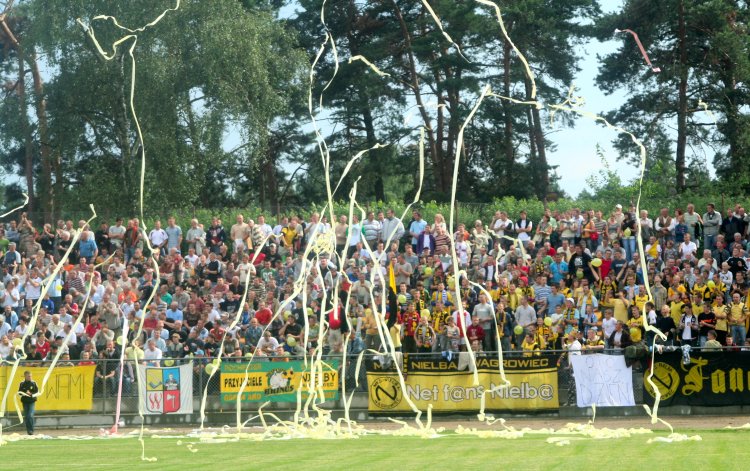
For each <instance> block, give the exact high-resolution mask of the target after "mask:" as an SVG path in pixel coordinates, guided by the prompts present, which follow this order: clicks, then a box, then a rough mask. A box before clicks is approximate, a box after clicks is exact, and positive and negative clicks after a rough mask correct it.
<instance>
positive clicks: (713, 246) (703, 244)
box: [703, 203, 722, 250]
mask: <svg viewBox="0 0 750 471" xmlns="http://www.w3.org/2000/svg"><path fill="white" fill-rule="evenodd" d="M721 222H722V219H721V214H719V213H718V212H716V206H715V205H714V204H713V203H709V204H708V206H707V207H706V213H705V214H704V215H703V236H704V239H705V240H704V243H703V247H705V248H707V249H709V250H713V249H714V248H715V247H716V236H718V235H719V230H720V229H721Z"/></svg>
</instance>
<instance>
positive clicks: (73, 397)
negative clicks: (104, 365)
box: [0, 365, 96, 411]
mask: <svg viewBox="0 0 750 471" xmlns="http://www.w3.org/2000/svg"><path fill="white" fill-rule="evenodd" d="M94 370H96V367H95V366H93V365H90V366H57V367H55V368H54V369H53V370H52V374H51V375H50V377H49V380H48V381H47V384H46V385H45V387H44V390H41V387H42V379H43V378H44V375H45V374H46V373H47V368H43V367H31V368H29V367H24V366H19V367H18V368H17V369H16V374H15V375H14V376H13V379H12V380H11V381H10V386H8V384H9V382H8V376H9V375H10V372H11V371H12V367H10V366H2V367H0V400H2V397H3V395H4V394H5V389H6V388H7V387H10V393H8V402H7V403H6V405H5V408H6V410H8V411H15V410H16V406H15V401H13V396H14V395H15V394H16V393H17V392H18V385H19V384H21V381H23V372H24V371H30V372H31V376H32V378H33V379H34V381H36V384H38V385H39V388H40V392H41V395H40V396H39V398H38V399H37V401H36V410H38V411H45V410H50V411H54V410H91V408H92V405H93V396H94ZM19 403H20V401H19Z"/></svg>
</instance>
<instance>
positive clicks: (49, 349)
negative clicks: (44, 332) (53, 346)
mask: <svg viewBox="0 0 750 471" xmlns="http://www.w3.org/2000/svg"><path fill="white" fill-rule="evenodd" d="M50 348H51V347H50V343H49V340H47V338H46V337H45V336H44V334H43V333H41V332H37V334H36V351H37V352H39V355H41V356H42V358H47V354H48V353H49V351H50Z"/></svg>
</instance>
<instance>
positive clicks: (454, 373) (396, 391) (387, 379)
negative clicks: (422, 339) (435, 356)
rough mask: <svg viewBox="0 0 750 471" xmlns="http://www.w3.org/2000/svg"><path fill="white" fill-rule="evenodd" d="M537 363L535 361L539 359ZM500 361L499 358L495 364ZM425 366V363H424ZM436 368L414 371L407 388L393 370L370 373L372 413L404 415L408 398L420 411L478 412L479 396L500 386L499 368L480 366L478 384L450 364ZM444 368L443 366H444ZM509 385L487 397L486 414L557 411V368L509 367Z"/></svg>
mask: <svg viewBox="0 0 750 471" xmlns="http://www.w3.org/2000/svg"><path fill="white" fill-rule="evenodd" d="M535 360H536V359H535ZM496 362H497V361H496V360H495V363H496ZM422 363H424V362H422ZM432 365H434V366H435V368H430V369H427V368H418V367H416V366H417V362H414V363H411V366H415V368H414V369H410V370H409V372H408V375H407V379H406V380H405V386H406V389H405V390H403V389H402V387H401V384H400V382H399V378H398V374H397V373H396V372H395V371H391V372H386V371H369V372H368V373H367V387H368V393H369V394H368V396H369V410H370V411H371V412H390V411H397V412H398V411H403V412H409V411H411V408H410V407H409V403H408V402H407V400H406V398H405V397H404V396H405V395H406V396H408V398H409V399H411V400H412V401H413V402H414V404H416V406H417V407H418V408H420V409H422V410H425V409H427V406H428V405H429V404H432V407H433V410H434V411H435V412H440V411H445V412H449V411H477V410H479V408H480V401H481V396H482V393H483V392H484V391H490V390H492V389H493V388H495V387H496V386H497V385H499V384H502V382H501V381H500V373H499V372H498V370H491V369H484V368H481V367H480V368H479V370H478V376H479V383H478V384H474V375H473V373H471V372H470V371H467V370H464V371H459V370H456V369H455V367H454V368H451V367H450V366H449V365H450V364H449V363H447V362H434V363H432ZM440 366H444V368H440ZM505 375H506V378H508V380H509V381H510V383H511V384H510V386H508V387H507V388H503V389H501V390H498V391H496V392H488V393H487V394H486V395H485V408H486V410H540V409H557V408H559V406H560V404H559V400H558V396H557V393H558V391H557V370H556V368H554V367H551V368H550V367H548V368H533V369H514V368H507V367H506V369H505Z"/></svg>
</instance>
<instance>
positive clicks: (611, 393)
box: [570, 353, 635, 407]
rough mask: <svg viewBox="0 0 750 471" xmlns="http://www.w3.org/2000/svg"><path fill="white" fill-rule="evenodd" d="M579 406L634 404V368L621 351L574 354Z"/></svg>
mask: <svg viewBox="0 0 750 471" xmlns="http://www.w3.org/2000/svg"><path fill="white" fill-rule="evenodd" d="M570 360H571V363H572V364H573V375H574V377H575V383H576V402H577V405H578V407H591V406H597V407H616V406H634V405H635V396H634V395H633V370H632V368H629V367H627V366H625V357H624V356H622V355H604V354H602V353H595V354H593V355H571V356H570Z"/></svg>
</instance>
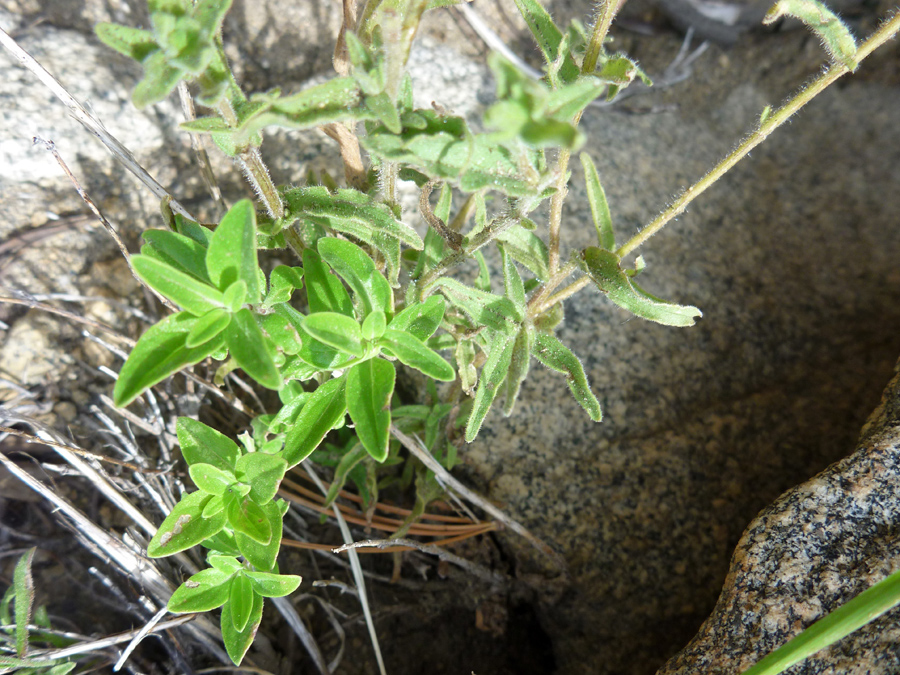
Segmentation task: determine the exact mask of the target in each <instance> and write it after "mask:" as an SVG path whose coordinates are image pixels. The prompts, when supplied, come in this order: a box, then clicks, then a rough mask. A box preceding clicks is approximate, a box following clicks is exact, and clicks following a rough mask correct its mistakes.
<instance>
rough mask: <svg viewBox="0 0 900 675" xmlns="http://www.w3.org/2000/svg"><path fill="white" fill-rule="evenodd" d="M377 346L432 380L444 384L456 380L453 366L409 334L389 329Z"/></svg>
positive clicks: (386, 331) (410, 367)
mask: <svg viewBox="0 0 900 675" xmlns="http://www.w3.org/2000/svg"><path fill="white" fill-rule="evenodd" d="M377 344H378V346H379V347H382V348H384V349H385V350H387V351H389V352H390V353H391V354H392V355H393V356H396V357H397V358H398V359H399V360H400V362H401V363H403V364H405V365H407V366H409V367H410V368H415V369H416V370H418V371H420V372H422V373H424V374H425V375H427V376H428V377H430V378H433V379H435V380H440V381H442V382H452V381H453V380H454V379H456V374H455V373H454V372H453V366H451V365H450V364H449V363H447V362H446V361H445V360H444V359H442V358H441V356H440V355H439V354H437V353H436V352H434V351H432V350H431V349H429V348H428V347H427V346H426V345H425V343H424V342H422V341H421V340H419V339H418V338H415V337H413V336H412V335H410V334H409V333H406V332H404V331H399V330H392V329H390V328H389V329H387V330H386V331H385V332H384V335H383V336H382V337H381V339H379V340H378V342H377Z"/></svg>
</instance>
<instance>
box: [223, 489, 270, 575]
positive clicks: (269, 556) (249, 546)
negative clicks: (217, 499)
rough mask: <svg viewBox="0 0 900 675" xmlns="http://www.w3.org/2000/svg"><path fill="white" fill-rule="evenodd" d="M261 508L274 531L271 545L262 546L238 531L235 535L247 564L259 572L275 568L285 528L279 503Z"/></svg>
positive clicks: (269, 569) (234, 539)
mask: <svg viewBox="0 0 900 675" xmlns="http://www.w3.org/2000/svg"><path fill="white" fill-rule="evenodd" d="M260 508H262V511H263V513H264V514H265V516H266V519H267V520H268V521H269V528H270V529H271V530H272V538H271V540H269V543H268V544H260V543H259V542H258V541H256V540H254V539H252V538H250V537H248V536H247V535H246V534H244V533H243V532H237V531H236V532H235V533H234V541H235V545H236V546H237V548H238V550H239V551H240V553H241V555H242V556H244V557H245V558H246V559H247V562H249V563H250V564H251V565H253V566H254V567H255V568H256V569H258V570H266V571H268V570H271V569H272V568H274V567H275V560H276V559H277V558H278V551H279V549H280V548H281V534H282V529H283V526H284V523H283V522H282V516H283V514H282V511H281V508H280V507H279V503H278V502H268V503H267V504H263V505H262V506H261V507H260ZM223 513H224V512H223Z"/></svg>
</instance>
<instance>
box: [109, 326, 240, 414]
mask: <svg viewBox="0 0 900 675" xmlns="http://www.w3.org/2000/svg"><path fill="white" fill-rule="evenodd" d="M196 322H197V319H196V318H195V317H193V316H191V315H190V314H188V313H187V312H178V313H177V314H172V315H171V316H168V317H166V318H165V319H163V320H162V321H160V322H159V323H158V324H156V325H155V326H151V327H150V328H148V329H147V332H146V333H144V334H143V335H142V336H141V339H140V340H138V342H137V344H136V345H135V346H134V349H132V350H131V354H130V355H129V356H128V360H127V361H126V362H125V365H123V366H122V370H121V371H120V372H119V377H118V379H117V380H116V386H115V388H114V389H113V401H115V404H116V405H117V406H119V407H120V408H121V407H124V406H126V405H128V404H129V403H131V402H132V401H133V400H134V399H136V398H137V397H138V396H139V395H140V394H141V392H143V391H144V390H145V389H148V388H149V387H152V386H153V385H154V384H156V383H157V382H161V381H162V380H164V379H166V378H167V377H169V375H172V374H173V373H176V372H178V371H179V370H181V369H182V368H184V367H185V366H187V365H191V364H194V363H198V362H200V361H202V360H203V359H205V358H206V357H207V356H209V355H210V354H213V353H215V352H216V351H218V350H219V349H220V348H221V347H222V345H224V344H225V338H224V336H223V335H221V334H220V335H217V336H216V337H214V338H212V339H211V340H209V341H208V342H205V343H204V344H202V345H199V346H198V347H188V346H187V344H186V343H187V337H188V335H189V334H190V332H191V330H192V329H193V328H194V325H195V324H196Z"/></svg>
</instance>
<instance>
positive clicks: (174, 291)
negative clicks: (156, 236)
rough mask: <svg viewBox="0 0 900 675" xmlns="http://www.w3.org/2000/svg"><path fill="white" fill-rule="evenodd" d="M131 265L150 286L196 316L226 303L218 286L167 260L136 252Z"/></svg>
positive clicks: (165, 296) (131, 261)
mask: <svg viewBox="0 0 900 675" xmlns="http://www.w3.org/2000/svg"><path fill="white" fill-rule="evenodd" d="M131 265H132V267H134V271H135V272H137V275H138V276H139V277H140V278H141V279H143V280H144V281H145V282H147V285H148V286H150V287H151V288H152V289H154V290H155V291H158V292H159V293H160V294H161V295H164V296H165V297H166V298H168V299H169V300H171V301H172V302H174V303H175V304H176V305H178V306H179V307H181V308H182V309H184V310H185V311H187V312H190V313H191V314H193V315H194V316H203V315H204V314H206V313H207V312H208V311H209V310H211V309H220V308H223V307H225V300H224V298H223V297H222V293H220V292H219V291H218V290H216V289H215V288H213V287H212V286H210V285H209V284H206V283H204V282H202V281H200V280H199V279H197V278H195V277H192V276H191V275H189V274H185V273H184V272H179V271H178V270H177V269H175V268H174V267H170V266H169V265H167V264H165V263H164V262H161V261H159V260H156V259H155V258H151V257H149V256H146V255H133V256H131Z"/></svg>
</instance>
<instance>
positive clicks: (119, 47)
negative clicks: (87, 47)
┄┄┄┄┄┄
HOW TO COMPLETE THIS TASK:
Gather every line from the rows above that contains the word "each", treating uppercase and lowercase letters as different.

RESPONSE TO THE EXERCISE:
For each <instance> block, give the exact high-resolution mask of the target after "mask:" as an SVG path in pixel coordinates, guided by the prompts present, which follow this order: clicks, then a box, then a rough mask. A box before clicks is approximate, a box after clicks is exact, and positive and negative clicks after a rough mask correct it.
Segmentation task: determine the exact mask of the target in each <instance> and write it after "mask:" as an SVG path whose coordinates are image pixels. The prompts, when supplied, come in this order: a box, then clicks, then a rough mask. A box preceding clicks is approximate, a box following clicks is exact, and clicks following a rough mask correct its mistakes.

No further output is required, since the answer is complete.